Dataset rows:
• • • • •
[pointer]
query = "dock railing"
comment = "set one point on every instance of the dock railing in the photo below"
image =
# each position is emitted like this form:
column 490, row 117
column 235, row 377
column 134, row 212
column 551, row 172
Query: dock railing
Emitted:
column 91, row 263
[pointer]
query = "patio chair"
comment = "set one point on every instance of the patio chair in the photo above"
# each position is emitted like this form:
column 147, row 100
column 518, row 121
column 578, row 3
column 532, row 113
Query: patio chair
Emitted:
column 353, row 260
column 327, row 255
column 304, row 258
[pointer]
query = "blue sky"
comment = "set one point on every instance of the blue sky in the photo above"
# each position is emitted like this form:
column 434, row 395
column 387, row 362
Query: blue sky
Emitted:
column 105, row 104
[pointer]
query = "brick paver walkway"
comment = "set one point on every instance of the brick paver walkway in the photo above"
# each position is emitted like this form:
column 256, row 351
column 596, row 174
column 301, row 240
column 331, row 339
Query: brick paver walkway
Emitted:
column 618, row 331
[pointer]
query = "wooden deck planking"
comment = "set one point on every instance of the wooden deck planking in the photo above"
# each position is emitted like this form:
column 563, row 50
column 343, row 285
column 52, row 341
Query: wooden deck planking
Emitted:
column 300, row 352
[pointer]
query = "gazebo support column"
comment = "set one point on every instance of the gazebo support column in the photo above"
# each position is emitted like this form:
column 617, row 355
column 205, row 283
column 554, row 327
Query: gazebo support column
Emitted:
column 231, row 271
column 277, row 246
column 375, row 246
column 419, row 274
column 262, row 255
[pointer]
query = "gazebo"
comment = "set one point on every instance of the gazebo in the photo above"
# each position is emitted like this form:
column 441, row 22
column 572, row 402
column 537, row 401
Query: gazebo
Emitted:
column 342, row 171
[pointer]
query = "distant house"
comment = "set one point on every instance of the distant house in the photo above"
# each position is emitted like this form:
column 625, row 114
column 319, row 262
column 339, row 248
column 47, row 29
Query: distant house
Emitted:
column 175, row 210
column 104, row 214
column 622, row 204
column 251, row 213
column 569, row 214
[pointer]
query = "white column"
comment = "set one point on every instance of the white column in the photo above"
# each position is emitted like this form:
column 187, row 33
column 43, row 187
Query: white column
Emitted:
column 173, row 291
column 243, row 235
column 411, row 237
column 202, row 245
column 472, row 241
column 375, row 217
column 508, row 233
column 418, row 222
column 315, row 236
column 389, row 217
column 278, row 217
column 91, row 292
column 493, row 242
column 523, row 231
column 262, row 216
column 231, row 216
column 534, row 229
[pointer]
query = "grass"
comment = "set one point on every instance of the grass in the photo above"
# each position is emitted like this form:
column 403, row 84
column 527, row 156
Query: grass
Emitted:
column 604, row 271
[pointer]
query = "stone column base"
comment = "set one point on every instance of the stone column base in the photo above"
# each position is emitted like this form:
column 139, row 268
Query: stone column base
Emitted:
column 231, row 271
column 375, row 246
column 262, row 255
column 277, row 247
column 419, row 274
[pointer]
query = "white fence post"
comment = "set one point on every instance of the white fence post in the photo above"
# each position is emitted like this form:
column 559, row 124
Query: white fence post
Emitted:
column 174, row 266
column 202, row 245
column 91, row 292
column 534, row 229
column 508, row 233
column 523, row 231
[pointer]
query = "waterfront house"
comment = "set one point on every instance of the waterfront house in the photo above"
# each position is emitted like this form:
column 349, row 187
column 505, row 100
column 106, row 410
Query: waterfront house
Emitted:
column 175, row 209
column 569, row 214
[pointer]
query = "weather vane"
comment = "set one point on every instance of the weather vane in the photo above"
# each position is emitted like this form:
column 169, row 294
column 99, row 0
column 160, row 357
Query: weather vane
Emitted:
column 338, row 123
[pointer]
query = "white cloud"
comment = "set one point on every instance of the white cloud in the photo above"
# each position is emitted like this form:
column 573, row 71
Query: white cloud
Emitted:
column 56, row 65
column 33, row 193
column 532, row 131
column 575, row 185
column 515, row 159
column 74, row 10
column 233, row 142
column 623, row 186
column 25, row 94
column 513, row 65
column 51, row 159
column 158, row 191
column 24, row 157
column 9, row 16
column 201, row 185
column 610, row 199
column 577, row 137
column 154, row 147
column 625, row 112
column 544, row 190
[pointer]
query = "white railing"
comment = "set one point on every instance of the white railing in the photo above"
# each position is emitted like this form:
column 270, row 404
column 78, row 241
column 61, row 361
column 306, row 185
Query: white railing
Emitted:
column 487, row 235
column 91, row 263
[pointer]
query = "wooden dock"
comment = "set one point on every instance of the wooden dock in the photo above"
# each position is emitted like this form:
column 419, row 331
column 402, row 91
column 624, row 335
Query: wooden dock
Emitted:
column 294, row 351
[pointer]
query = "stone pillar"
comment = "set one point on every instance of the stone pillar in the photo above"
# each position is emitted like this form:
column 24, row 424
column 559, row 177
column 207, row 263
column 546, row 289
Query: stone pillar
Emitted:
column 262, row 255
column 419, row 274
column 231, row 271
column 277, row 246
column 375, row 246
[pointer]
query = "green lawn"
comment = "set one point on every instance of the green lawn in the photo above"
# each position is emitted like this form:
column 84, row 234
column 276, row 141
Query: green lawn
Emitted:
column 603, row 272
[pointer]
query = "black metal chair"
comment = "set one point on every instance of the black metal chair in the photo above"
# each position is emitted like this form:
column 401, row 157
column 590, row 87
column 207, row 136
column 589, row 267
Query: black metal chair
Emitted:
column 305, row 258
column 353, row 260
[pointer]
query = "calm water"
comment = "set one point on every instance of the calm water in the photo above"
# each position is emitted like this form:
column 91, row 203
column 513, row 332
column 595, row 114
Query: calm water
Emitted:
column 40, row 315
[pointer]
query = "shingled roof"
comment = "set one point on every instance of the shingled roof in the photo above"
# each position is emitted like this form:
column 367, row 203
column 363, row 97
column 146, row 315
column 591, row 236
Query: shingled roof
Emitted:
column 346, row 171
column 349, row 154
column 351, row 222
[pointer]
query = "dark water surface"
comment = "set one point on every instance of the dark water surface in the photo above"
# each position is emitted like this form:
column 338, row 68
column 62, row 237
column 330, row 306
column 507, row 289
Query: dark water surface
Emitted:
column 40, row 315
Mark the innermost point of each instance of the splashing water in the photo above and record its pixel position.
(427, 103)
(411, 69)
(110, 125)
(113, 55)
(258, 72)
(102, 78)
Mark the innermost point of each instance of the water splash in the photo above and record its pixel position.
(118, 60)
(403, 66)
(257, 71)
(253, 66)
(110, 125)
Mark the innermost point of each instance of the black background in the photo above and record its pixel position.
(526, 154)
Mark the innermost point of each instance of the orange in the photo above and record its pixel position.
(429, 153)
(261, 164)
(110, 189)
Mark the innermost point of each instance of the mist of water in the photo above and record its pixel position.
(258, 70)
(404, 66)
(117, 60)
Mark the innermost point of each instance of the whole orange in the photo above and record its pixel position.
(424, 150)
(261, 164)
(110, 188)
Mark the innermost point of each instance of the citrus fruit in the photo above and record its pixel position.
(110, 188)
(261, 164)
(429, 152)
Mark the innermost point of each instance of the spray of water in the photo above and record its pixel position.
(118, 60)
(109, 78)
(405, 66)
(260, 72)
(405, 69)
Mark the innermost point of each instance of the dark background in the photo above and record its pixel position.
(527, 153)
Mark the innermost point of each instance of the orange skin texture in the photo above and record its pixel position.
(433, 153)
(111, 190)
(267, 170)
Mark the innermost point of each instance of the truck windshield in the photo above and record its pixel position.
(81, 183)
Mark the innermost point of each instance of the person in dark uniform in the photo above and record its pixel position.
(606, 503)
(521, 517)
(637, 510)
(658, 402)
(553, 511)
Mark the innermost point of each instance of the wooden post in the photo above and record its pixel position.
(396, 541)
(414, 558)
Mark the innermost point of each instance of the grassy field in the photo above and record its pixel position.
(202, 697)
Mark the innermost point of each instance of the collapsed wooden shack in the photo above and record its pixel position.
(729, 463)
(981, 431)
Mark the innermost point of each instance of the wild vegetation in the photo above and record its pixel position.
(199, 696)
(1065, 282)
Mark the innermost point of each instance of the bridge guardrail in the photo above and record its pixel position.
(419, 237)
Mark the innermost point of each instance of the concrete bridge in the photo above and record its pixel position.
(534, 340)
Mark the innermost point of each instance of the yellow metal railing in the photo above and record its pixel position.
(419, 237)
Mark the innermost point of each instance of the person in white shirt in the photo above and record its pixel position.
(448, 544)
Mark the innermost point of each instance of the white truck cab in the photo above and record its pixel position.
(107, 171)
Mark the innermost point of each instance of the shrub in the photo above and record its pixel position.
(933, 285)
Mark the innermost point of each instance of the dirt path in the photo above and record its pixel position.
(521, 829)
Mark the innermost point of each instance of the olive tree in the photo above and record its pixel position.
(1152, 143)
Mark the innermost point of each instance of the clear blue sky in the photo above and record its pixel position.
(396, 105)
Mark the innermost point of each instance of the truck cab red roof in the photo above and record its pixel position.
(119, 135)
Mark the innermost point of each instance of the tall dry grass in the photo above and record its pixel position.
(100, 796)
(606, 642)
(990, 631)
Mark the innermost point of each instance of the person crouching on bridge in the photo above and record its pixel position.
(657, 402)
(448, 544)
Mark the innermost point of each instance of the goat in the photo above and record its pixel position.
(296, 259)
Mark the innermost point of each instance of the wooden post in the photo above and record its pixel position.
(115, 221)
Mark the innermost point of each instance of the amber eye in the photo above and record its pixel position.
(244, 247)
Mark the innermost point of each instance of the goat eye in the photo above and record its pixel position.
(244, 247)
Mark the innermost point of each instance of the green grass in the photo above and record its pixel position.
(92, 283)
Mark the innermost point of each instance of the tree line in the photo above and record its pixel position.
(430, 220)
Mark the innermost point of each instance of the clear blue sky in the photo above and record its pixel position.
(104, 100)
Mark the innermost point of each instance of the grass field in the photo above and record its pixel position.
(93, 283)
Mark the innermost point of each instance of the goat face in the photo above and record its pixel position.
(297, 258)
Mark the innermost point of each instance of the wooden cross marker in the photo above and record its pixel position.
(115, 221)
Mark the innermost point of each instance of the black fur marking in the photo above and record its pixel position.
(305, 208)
• • • • •
WHAT NEEDS TO BE DONE: Starting with the line that contains "Mark the innermost point of each instance of the wooden cross" and going on through the end of the entries, write those lines out again, requests included. Scale each coordinate in the answers by 1.3 and round to the nearest whole number, rounding halves up.

WRITTEN REPLY:
Mark the innermost point of each instance of the wooden cross marker in the photo above and record its pixel position.
(150, 287)
Mark the innermost point of each instance of the black fur marking in the photo above and record its pixel position.
(397, 270)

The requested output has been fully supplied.